» Complete the following
• 1. In the oil spill text, rewrite the part starting with "Fish and shrimp" and going on through "the Deepwater site.", swapping "New York Times" for "Washington Post".
• 2. Name every kind of living creature that the oil spill text mentions by name.
• 3. Carry the oil spill text on from where it stops.
[[ Document text open ]]
Fish and shrimp aren’t the only creatures that have survived the spill. Two other recent reports have looked at what happened to deep sea-coral formations, which, unlike fish, can’t get out of the way of toxins or water low in oxygen. Media outlets including the New York Times recently ran stories about a dying patch of coral that was found, coated with an unidentified material, seven miles from the Deepwater site.
I think a study could be done to show that the major beneficiary of disasters are people who benefit financially from doing studies about the effects of the disasters. I would be willing to do such a study if someone would pay me $200,000 plus expenses.
Please figure out the answer to these questions for your book:
1. If fishing hadn't been halted for a while, would there have been any adverse health effects from eating that fish?
2. If the answer to (1) is No, as I suspect, then can the fishermen sue the federal government for arbitrary and capricious regulation and recover money damages?
3. Going a step further, if the answer to question 2 is YES, can consumers sue too, for lost enjoyment of fish over the purchase price (the "consumer surplus" as we economists say).
And in more news from BP oil spill "mass hysteria" ground zero...
Daily Comet
Bayou Lafourche, LA
Wednesday, November 17, 2010
"Grand Isle, La. rally attendants question oil-spill reassurances
...independent testing shows increasing levels of polycyclic aromatic hydrocarbons, or PAHs, are being found that have built up in the tissues of fish, shrimp and crabs as they feed on other oiled marine life."
I want to see the foot note citing the study you are referencing. Bad journalism to not include a link or reference to the study itself. Please send me the link.
re:"The growth of the fish population is not occurring because oil is good for fish. Rather, it is occurring because fishing is bad for fish."
Agreed, oil is not "good" for fish. It is, however, good for the hydrocarbon-consuming microbes (HCMs) that exist in water all over the world. They are especially numerous in the Gulf of Mexico because there is oil leaking from natural fissures there all the time. They have a steady source of food and can maintain a much larger population than in most bodies of water.
[[ Document text closed ]]
[[ Data to examine open ]]
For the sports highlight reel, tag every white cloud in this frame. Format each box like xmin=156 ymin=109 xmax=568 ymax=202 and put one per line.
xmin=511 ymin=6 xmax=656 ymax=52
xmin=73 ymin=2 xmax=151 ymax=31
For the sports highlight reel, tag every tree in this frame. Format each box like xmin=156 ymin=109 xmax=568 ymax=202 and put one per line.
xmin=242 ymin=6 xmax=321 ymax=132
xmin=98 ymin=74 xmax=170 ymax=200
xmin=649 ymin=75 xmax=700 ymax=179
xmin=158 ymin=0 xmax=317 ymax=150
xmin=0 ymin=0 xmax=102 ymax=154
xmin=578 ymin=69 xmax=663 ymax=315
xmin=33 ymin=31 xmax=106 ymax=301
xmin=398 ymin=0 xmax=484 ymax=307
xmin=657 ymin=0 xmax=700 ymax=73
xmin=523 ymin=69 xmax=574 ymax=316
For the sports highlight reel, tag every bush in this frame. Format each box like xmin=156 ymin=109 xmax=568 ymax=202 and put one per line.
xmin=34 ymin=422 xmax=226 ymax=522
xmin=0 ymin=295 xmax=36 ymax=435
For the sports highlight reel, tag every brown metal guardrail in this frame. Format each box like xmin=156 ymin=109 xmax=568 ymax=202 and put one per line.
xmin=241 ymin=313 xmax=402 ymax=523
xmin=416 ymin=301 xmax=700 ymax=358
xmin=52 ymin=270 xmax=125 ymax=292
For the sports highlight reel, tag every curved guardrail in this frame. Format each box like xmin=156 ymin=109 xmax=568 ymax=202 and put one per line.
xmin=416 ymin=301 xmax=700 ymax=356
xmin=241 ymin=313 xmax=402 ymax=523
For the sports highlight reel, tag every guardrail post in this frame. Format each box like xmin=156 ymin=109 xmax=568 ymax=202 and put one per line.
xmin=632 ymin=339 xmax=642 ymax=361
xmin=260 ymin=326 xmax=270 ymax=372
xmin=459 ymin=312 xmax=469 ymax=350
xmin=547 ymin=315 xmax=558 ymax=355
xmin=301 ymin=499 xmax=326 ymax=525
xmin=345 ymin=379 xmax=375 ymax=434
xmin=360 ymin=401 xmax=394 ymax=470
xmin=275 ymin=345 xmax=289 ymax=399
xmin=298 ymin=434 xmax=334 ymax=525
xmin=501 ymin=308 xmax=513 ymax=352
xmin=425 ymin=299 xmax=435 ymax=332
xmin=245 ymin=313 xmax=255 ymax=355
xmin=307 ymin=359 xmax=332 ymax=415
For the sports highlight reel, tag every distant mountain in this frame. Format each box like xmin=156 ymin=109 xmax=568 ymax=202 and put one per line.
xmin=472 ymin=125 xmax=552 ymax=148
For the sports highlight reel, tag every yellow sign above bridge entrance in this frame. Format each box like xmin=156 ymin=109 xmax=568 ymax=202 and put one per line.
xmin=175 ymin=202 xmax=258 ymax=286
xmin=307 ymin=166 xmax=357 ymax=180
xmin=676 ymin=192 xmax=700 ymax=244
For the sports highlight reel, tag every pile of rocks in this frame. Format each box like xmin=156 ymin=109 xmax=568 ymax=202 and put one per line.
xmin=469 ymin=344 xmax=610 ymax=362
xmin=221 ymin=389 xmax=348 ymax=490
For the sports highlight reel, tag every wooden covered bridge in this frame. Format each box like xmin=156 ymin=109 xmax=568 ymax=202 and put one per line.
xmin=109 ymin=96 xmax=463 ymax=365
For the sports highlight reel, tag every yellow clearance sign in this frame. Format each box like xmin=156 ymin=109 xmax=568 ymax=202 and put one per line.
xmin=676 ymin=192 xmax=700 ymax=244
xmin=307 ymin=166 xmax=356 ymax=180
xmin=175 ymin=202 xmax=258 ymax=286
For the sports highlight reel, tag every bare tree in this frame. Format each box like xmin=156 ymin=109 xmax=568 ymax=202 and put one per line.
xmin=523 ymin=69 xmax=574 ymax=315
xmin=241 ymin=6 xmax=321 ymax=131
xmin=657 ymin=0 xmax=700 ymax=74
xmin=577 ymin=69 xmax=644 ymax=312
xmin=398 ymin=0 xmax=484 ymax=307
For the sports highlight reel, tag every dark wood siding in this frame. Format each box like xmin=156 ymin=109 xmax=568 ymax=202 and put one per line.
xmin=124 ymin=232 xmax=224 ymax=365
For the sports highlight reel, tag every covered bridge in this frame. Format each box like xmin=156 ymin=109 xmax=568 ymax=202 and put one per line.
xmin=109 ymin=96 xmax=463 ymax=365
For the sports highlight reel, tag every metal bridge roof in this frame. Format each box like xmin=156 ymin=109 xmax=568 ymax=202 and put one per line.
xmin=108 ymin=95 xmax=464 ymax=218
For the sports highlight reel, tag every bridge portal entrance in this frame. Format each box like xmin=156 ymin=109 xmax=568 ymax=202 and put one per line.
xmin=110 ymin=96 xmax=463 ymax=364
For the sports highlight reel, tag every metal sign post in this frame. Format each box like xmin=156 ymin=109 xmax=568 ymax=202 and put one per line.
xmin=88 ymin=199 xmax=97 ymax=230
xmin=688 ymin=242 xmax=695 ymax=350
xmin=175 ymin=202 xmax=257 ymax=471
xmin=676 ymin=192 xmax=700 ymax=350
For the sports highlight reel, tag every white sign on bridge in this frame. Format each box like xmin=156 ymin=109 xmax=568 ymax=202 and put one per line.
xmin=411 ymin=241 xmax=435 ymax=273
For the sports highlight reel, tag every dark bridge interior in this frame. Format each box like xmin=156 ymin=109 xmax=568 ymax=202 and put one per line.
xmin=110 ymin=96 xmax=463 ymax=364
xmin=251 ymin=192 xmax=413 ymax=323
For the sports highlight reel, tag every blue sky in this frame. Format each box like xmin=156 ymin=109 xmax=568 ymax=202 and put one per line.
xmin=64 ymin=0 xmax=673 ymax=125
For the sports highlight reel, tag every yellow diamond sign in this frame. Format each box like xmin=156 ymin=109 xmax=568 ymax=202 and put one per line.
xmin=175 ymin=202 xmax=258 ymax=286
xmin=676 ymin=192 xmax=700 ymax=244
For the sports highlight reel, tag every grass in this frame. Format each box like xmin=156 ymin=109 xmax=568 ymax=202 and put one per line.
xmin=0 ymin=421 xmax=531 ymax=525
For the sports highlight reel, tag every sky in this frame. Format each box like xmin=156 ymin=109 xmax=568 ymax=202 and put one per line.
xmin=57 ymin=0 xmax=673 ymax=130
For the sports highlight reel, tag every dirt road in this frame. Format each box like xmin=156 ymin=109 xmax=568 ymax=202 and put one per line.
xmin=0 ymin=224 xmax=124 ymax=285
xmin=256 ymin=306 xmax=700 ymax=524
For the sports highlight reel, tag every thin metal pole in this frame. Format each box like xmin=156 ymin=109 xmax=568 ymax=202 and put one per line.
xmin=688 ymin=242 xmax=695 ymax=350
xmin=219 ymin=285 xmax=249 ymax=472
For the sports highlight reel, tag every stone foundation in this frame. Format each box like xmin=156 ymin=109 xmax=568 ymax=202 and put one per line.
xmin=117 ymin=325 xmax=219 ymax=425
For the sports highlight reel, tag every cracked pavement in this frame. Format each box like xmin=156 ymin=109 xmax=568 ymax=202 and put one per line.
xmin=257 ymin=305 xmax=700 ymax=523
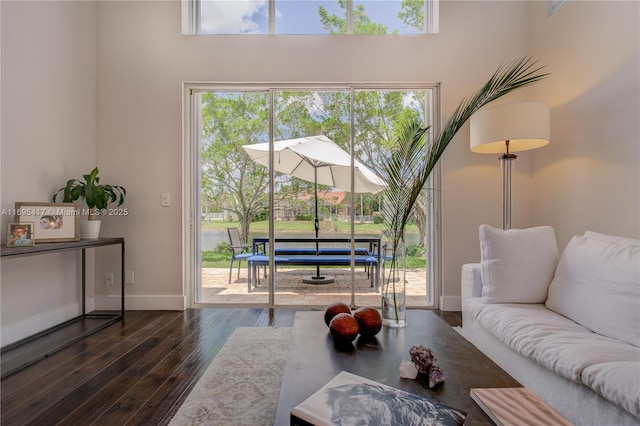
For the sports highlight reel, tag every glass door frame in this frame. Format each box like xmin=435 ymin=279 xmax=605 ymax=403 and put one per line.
xmin=182 ymin=82 xmax=442 ymax=309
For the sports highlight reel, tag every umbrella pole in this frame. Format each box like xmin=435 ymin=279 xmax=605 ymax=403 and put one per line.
xmin=313 ymin=167 xmax=320 ymax=279
xmin=302 ymin=167 xmax=335 ymax=284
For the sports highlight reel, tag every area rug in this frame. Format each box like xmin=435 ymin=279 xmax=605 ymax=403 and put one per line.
xmin=170 ymin=327 xmax=292 ymax=426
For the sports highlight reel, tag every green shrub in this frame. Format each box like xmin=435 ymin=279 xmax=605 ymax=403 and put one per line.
xmin=215 ymin=242 xmax=231 ymax=256
xmin=406 ymin=244 xmax=427 ymax=258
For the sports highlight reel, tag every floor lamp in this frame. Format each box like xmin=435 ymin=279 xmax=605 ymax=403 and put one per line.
xmin=470 ymin=102 xmax=550 ymax=229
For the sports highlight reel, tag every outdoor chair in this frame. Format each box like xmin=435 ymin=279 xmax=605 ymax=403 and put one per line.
xmin=227 ymin=228 xmax=253 ymax=284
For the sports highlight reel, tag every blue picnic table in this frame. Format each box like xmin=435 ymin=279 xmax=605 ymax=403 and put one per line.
xmin=247 ymin=237 xmax=381 ymax=292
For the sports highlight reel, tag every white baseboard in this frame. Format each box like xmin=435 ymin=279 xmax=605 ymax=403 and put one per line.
xmin=95 ymin=294 xmax=187 ymax=311
xmin=0 ymin=303 xmax=80 ymax=346
xmin=440 ymin=296 xmax=462 ymax=311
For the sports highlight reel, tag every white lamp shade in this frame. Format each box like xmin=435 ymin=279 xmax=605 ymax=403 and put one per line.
xmin=470 ymin=102 xmax=550 ymax=154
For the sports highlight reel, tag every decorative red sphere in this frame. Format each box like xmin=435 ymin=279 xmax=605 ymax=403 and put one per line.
xmin=329 ymin=312 xmax=359 ymax=343
xmin=353 ymin=306 xmax=382 ymax=337
xmin=324 ymin=302 xmax=351 ymax=325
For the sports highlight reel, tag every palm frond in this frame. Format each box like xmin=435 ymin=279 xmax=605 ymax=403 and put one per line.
xmin=379 ymin=57 xmax=549 ymax=250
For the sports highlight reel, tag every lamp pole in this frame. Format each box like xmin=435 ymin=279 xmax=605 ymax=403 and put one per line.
xmin=498 ymin=140 xmax=518 ymax=229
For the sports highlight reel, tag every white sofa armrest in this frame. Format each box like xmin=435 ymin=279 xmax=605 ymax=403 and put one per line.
xmin=460 ymin=263 xmax=482 ymax=305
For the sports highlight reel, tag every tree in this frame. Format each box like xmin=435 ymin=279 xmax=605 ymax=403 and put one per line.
xmin=318 ymin=0 xmax=395 ymax=34
xmin=201 ymin=92 xmax=269 ymax=241
xmin=398 ymin=0 xmax=425 ymax=31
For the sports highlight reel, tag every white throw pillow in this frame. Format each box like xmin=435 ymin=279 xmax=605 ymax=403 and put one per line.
[[ Data to examine closed ]]
» Solved problems
• 1.
Fish and shrimp aren’t the only creatures that have survived the spill. Two other recent reports have looked at what happened to deep sea-coral formations, which, unlike fish, can’t get out of the way of toxins or water low in oxygen. Media outlets including the Washington Post recently ran stories about a dying patch of coral that was found, coated with an unidentified material, seven miles from the Deepwater site.

• 2. fish, shrimp, deep sea-coral, crabs, hydrocarbon-consuming microbes (HCMs)

• 3.
First there was the oil spill. Then there were reports of areas of Gulf water being deoxygenated. The enviros were shreiking in horror.
The oxygen was being stripped from the areas by the sudden overload of HCMs gorging on oil. (In fact, looking for areas of low oxygen is precisely how marine biologists looking for these microscopic critters find them.)
The HCMs were in turn consumed by plankton, krill, and shrimp... and we had a BUMPER crop of HCMs. Those small critters gorged on the HCMs, and were in turn consumed by larger Gulf critters.
In short, there is now a bumper crop of fish in the Gulf because they have MORE FOOD AVAILABLE. The fishing moratorium may have helped, but the HCMs were the more relevent issue. A fishing moratorium would not have been much help if the extra food had not been available in the first place.
I recall someone asking me what I thought the results of the spill would be when it first happened. I replied, "Fat shrimp." I was only partially facetious (in response to the hysteria the question was asked with), and I meant both words.
Same thing happened in Prince William Sound after the Exxon-Valdiz spill. For two years, there was a bumper crop of trout there because there was more food because of the HCMs.
However, this news that the Gulf is not so badly damaged after all is too late for much of the fishing industry here.